▶ **ENTRIES PROVIDED**:
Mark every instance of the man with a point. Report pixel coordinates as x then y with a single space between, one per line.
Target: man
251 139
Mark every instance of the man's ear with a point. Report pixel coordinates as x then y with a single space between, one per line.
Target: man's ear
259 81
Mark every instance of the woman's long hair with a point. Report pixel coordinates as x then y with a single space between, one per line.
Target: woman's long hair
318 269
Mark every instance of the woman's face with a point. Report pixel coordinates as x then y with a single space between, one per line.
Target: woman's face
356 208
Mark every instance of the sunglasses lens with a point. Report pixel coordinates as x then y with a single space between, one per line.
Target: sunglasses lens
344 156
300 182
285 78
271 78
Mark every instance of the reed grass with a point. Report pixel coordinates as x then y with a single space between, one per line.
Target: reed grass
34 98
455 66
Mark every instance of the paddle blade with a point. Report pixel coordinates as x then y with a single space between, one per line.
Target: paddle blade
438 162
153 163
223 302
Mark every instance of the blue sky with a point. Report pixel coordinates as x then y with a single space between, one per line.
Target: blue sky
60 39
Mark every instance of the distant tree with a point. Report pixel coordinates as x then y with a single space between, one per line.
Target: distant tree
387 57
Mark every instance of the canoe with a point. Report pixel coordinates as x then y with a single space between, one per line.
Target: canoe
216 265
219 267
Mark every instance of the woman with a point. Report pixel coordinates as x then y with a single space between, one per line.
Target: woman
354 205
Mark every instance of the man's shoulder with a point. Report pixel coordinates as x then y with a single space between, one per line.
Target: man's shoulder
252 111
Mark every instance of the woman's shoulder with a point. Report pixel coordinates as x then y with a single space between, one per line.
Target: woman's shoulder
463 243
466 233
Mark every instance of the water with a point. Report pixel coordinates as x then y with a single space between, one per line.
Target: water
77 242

--

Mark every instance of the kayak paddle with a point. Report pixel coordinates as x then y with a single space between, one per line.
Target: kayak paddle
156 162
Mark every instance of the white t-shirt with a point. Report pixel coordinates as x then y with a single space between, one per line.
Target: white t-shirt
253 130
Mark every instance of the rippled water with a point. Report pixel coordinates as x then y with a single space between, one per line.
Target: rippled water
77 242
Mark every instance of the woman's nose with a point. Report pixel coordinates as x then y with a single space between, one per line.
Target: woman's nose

▶ **GOAL**: Can you collect every line of the listing above that contains the string "hair"? Case matters, so match only that exact capitalization.

▶ **WRITTEN REPLY**:
Mark every instance of the woman's long hair with a point. Report pixel coordinates as x then y with a single space between, one per line.
Target: woman's long hair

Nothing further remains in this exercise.